(Records supplied begins)

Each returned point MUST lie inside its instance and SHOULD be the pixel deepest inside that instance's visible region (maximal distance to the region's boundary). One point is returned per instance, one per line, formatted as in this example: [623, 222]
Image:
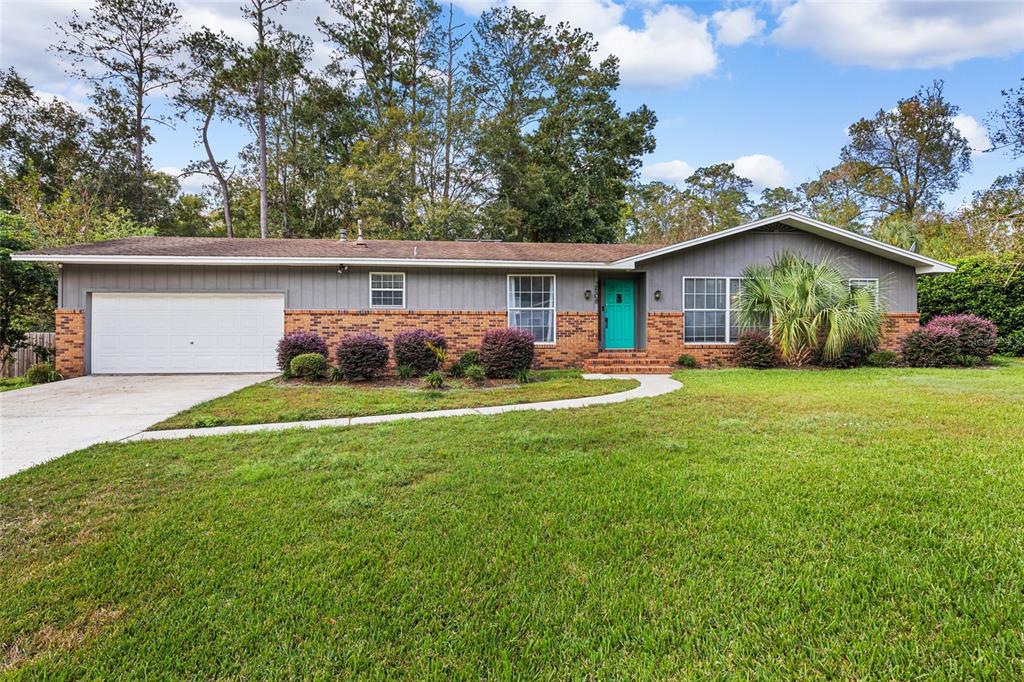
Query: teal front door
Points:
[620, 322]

(Records supplied ends)
(Records supplied begins)

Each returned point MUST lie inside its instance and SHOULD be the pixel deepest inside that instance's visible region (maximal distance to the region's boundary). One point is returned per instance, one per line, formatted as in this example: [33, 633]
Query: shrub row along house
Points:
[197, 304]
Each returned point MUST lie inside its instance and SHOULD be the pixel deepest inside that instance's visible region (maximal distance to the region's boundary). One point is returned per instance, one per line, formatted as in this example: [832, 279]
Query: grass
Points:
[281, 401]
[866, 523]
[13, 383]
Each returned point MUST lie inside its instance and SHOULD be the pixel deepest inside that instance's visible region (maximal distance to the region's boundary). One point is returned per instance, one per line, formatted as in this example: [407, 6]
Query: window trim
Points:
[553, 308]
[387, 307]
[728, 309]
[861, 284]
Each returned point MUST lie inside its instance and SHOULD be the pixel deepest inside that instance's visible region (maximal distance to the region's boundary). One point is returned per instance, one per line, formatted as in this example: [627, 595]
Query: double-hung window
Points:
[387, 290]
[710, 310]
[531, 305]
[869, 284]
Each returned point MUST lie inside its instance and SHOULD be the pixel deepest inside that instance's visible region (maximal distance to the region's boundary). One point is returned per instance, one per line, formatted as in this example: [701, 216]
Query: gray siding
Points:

(Records supplied ends)

*To do:* Tell how many lines in the data hold the string "window", giving the number by itself.

*Output for this task:* 2